# WHAT TO WORK ON:
a – Please answer these questions from the match report, one per line:
(i) On what date was the match played?
(ii) Who sent over the cross that led to the goal?
(iii) Which team is Bradford playing next week?
b – Count the lines of the records that contain the string "cave", treating case as significant, and give only the number.

# PROVIDED TEXT:
Safe!

Saturday 14 April – Chesterfield 0 – 1 Gills

This was not exactly one for the purists, more the old school lunatic fringe, a 0-0 bore draw in the sunshine until injury time when for some reason Bentley decided to find time and space out on the right wing and swing over a delightfully measured cross for Andrew Crofts to head home. Still at this stage of the season points mean prizes and in our case, with Bradford playing Orient next week we made our selves mathematically safe. Perhaps not the greatest achievement of the Scally era, (don’t scoff!), but still nice to end any lingering deep dark fears of a midweek trip to Accrington Stanley that began to haunt the faithful after the Carlisle and Rotherham debacles.

# RECORDS SUPPLIED:

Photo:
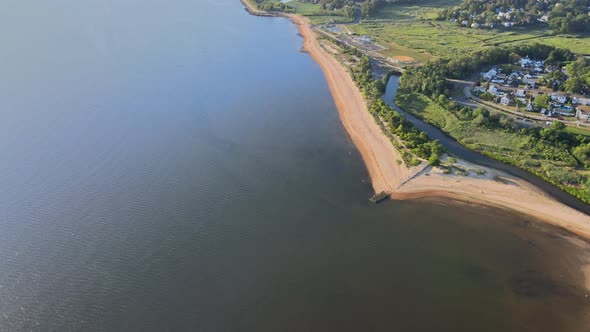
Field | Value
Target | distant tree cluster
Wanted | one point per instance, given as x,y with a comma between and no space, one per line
551,145
565,16
431,79
368,7
273,6
415,140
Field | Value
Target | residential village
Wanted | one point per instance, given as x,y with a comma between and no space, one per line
521,88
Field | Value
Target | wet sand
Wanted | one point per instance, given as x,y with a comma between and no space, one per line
494,188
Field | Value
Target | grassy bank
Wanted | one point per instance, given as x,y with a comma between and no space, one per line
553,163
414,27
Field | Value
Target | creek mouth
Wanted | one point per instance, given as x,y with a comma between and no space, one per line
474,157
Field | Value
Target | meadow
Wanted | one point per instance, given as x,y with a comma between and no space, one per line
412,30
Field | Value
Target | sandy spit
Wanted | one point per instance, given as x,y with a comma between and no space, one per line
495,188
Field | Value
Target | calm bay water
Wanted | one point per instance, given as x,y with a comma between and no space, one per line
181,166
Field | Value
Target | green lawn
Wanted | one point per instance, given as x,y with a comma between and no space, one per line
316,14
410,29
552,163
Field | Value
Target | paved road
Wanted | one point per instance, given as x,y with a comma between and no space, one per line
471,101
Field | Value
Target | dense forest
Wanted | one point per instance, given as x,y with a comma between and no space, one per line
430,79
415,142
565,16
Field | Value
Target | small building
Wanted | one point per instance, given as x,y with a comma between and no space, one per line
581,100
489,74
560,98
479,89
583,113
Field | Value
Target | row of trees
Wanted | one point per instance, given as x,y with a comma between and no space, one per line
554,145
413,139
273,6
431,79
565,16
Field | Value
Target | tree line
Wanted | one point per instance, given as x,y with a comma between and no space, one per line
414,140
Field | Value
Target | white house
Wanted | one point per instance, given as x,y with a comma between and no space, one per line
580,101
583,113
489,74
559,98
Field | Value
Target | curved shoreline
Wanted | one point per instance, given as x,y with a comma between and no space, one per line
381,158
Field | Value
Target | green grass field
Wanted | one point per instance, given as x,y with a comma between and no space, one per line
410,29
552,163
316,14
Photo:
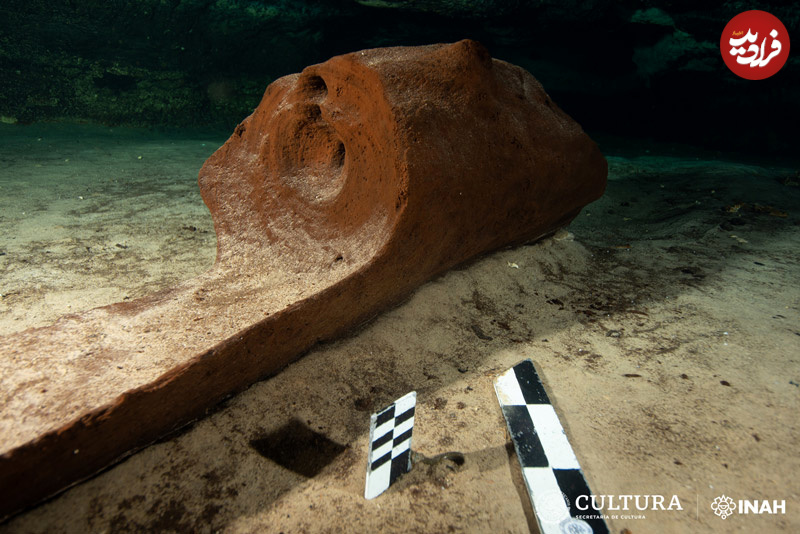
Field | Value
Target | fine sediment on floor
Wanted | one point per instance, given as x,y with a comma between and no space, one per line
350,185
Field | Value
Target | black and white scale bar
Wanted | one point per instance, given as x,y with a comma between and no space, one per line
390,444
549,466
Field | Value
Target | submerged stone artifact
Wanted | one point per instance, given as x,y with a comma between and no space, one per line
351,184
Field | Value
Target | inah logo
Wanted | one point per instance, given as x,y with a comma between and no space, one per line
723,506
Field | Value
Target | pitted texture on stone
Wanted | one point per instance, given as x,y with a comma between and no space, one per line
352,183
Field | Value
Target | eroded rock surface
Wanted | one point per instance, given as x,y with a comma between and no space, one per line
350,185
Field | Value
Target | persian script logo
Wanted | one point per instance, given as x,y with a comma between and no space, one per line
754,45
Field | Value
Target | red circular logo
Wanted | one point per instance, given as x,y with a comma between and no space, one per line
754,45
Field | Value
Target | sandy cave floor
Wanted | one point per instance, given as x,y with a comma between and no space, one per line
666,326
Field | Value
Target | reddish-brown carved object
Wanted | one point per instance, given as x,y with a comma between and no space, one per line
350,185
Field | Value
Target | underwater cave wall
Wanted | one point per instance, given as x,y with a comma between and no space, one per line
636,68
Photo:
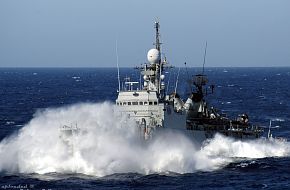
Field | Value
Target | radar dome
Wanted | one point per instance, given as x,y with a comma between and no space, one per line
153,56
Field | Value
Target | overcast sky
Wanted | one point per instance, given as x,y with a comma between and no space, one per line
83,33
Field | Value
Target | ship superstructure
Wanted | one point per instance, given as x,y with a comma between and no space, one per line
153,109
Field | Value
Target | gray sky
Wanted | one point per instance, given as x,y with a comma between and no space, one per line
83,33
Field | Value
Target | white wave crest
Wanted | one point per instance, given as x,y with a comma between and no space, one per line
108,143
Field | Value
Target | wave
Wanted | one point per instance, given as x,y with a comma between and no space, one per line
109,143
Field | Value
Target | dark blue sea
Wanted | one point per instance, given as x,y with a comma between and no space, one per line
34,102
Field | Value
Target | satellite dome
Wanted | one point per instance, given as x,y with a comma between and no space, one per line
153,56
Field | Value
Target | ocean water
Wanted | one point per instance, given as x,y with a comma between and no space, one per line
35,103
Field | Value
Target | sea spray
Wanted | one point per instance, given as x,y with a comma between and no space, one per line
110,143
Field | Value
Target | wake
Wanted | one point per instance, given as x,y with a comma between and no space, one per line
108,144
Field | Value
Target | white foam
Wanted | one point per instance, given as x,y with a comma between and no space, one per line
109,143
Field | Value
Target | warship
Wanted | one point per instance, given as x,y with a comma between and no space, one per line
154,110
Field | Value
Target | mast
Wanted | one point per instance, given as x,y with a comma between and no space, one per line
158,67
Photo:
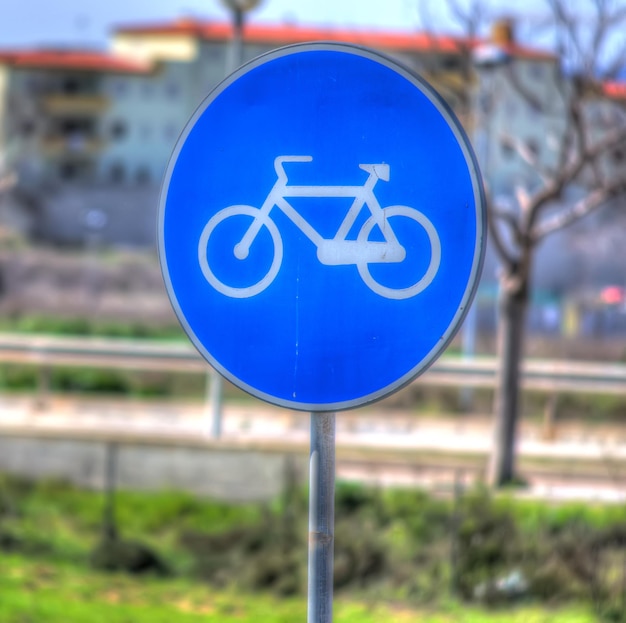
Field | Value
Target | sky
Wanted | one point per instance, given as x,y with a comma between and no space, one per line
26,23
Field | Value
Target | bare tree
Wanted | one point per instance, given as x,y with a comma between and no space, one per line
578,174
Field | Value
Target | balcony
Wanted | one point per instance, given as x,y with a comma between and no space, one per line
74,145
74,104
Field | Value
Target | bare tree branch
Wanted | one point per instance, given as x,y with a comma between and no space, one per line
527,155
592,201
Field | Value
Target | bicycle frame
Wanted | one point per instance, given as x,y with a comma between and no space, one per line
337,250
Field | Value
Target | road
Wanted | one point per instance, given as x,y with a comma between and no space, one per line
381,447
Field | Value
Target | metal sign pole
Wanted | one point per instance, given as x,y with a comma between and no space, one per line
321,517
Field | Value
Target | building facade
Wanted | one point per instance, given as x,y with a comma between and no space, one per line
90,134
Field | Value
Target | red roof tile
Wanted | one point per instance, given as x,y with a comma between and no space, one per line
288,33
87,60
614,90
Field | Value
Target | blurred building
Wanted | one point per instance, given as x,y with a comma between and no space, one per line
89,134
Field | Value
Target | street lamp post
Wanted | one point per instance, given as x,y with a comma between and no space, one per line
238,9
215,384
487,58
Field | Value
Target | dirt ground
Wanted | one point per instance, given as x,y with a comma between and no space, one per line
114,286
127,287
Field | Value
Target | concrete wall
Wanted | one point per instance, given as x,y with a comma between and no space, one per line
215,470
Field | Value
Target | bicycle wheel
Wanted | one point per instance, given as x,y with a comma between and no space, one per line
248,274
427,270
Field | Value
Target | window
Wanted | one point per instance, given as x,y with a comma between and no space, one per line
119,88
507,150
618,155
172,89
27,128
533,146
117,173
68,171
118,129
169,132
143,175
147,90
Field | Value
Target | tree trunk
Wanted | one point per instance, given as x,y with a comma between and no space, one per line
513,304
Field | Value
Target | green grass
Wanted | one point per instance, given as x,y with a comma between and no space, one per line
46,592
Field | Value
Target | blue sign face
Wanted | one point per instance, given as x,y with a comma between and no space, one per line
322,227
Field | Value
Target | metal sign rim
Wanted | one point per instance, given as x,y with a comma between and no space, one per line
479,201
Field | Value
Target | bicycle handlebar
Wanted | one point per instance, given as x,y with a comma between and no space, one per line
280,160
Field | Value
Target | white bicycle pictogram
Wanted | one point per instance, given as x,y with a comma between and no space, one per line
336,251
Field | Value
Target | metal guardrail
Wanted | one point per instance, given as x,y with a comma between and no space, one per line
549,376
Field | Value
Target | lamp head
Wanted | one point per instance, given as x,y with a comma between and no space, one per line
240,5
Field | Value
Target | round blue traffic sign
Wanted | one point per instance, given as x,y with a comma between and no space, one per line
322,226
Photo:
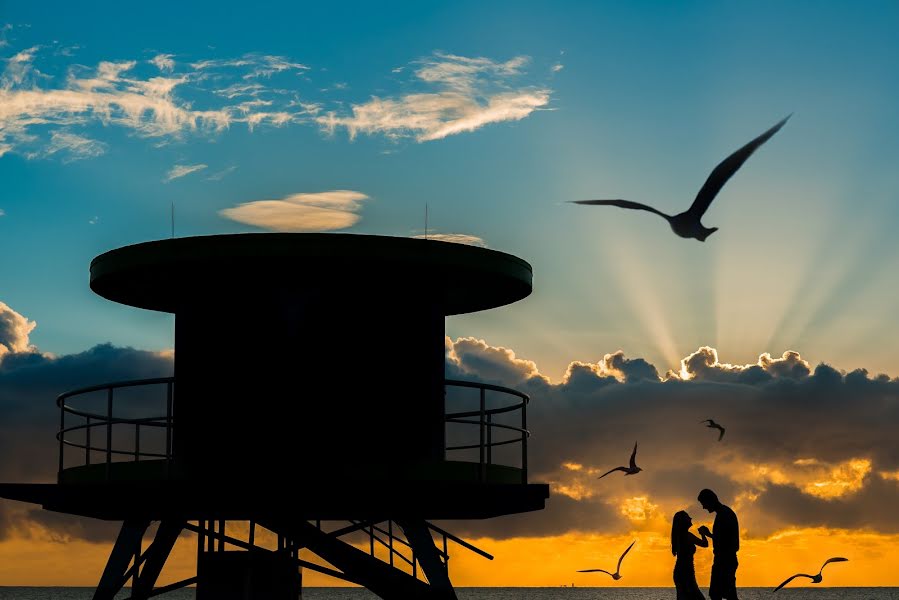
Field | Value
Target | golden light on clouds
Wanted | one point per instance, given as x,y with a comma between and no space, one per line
638,508
812,476
838,480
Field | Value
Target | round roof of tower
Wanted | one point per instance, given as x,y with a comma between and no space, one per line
167,274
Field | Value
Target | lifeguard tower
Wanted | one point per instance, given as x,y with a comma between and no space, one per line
309,399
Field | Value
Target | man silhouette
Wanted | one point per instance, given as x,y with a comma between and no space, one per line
725,536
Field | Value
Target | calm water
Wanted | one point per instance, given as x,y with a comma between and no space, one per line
808,593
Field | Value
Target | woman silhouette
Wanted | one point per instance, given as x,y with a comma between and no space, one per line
683,546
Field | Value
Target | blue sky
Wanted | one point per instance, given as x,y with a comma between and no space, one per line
493,116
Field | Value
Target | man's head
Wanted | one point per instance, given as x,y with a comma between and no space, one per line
709,500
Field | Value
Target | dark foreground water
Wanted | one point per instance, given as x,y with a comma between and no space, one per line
804,593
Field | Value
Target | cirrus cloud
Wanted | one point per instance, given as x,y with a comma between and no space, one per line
179,171
471,93
453,238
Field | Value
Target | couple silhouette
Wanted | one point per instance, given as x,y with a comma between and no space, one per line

# THE ANSWERS:
a –
(i) Saturday 14 April
(ii) Bentley
(iii) Orient

b – 2